### [Task instructions]
Write each line out again exactly as written.

- - - - - - -

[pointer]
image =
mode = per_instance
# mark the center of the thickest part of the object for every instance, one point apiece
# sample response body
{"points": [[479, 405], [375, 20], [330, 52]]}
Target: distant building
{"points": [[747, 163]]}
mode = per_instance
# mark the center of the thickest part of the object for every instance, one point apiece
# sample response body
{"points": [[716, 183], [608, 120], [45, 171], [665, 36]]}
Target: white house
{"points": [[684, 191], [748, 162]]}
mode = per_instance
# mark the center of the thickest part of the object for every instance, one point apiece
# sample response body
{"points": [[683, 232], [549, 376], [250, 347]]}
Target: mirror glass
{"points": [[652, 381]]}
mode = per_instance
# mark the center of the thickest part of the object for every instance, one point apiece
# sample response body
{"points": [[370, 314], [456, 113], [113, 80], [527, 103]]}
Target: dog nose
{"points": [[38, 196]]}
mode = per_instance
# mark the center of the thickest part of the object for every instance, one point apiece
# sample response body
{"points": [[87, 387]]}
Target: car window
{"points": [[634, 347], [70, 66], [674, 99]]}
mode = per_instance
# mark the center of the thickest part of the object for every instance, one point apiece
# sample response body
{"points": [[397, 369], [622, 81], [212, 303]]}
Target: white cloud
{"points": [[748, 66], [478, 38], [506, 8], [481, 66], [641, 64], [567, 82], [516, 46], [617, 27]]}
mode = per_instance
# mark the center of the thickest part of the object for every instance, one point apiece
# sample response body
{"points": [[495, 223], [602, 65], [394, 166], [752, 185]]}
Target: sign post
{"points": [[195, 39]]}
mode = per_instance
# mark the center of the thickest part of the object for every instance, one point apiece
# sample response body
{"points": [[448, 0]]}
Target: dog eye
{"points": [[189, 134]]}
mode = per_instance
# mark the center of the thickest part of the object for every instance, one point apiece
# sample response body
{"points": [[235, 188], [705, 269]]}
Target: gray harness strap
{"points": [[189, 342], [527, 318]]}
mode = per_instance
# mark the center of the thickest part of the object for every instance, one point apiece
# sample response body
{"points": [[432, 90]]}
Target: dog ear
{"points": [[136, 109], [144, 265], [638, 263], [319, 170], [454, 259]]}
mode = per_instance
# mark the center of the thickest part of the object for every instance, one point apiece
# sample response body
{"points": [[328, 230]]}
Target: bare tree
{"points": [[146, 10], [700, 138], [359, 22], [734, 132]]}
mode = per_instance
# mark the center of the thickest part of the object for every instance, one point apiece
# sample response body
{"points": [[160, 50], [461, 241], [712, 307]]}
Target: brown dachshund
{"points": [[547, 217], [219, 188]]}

- - - - - - -

### [Result for this task]
[pointer]
image =
mode = per_instance
# mark the center of the thickest part of the object for every instance, one point apiece
# sample response body
{"points": [[479, 405], [375, 20], [330, 52]]}
Target: distant building
{"points": [[747, 163]]}
mode = per_instance
# mark the center of the thickest part of the object for every instance, one point apiece
# sample response body
{"points": [[716, 183], [608, 120], [45, 171], [665, 36]]}
Target: white house
{"points": [[684, 191], [748, 162]]}
mode = per_instance
# mark the center of the thickest part of the object for every instance, one point apiece
# sample response body
{"points": [[683, 232], [549, 376], [250, 347]]}
Target: mirror glass
{"points": [[652, 381]]}
mode = per_instance
# mark the center of the thickest part of the object for every instance, one point apiece
# sample response body
{"points": [[370, 314], [456, 113], [113, 80], [527, 103]]}
Target: dog nose
{"points": [[38, 196]]}
mode = per_instance
# mark the center of the thickest part of the object for every instance, one point apiece
# sample response body
{"points": [[87, 387]]}
Target: car window
{"points": [[634, 347], [70, 66], [674, 99]]}
mode = per_instance
# mark the center of the thickest part of the object for every instance, one point apiece
# sample response body
{"points": [[397, 369], [622, 81], [212, 303]]}
Target: white cloud
{"points": [[748, 66], [478, 38], [506, 8], [481, 66], [641, 64], [567, 82], [516, 46], [617, 27]]}
mode = per_instance
# mark the center of the thickest part of the object for every instance, one point apiece
# sample response body
{"points": [[495, 223], [602, 65], [394, 166], [752, 185]]}
Target: sign post
{"points": [[195, 39]]}
mode = per_instance
# mark the center of the thickest part of the object for every instance, one point apiece
# sample response body
{"points": [[448, 0]]}
Target: dog eye
{"points": [[189, 134]]}
mode = per_instance
# mark the center of the thickest part of the object for every instance, one point apiece
# sample response body
{"points": [[235, 188], [705, 269]]}
Target: gray harness strap
{"points": [[189, 342], [527, 318]]}
mode = per_instance
# mark the center of the thickest part of the object for every instance, one point apiece
# sample response body
{"points": [[432, 90]]}
Target: dog ear
{"points": [[136, 109], [144, 265], [638, 263], [319, 170], [454, 259]]}
mode = per_instance
# mark the center of the thickest part of the object for every instance, one point apiece
# sample response body
{"points": [[328, 230]]}
Target: bare tree
{"points": [[146, 10], [700, 138], [359, 22], [734, 132]]}
mode = per_instance
# mark the center of the thickest part of the object for every instance, one point apiece
# sample response body
{"points": [[160, 50], [461, 241], [712, 307]]}
Target: brown dachshund
{"points": [[547, 217], [219, 188]]}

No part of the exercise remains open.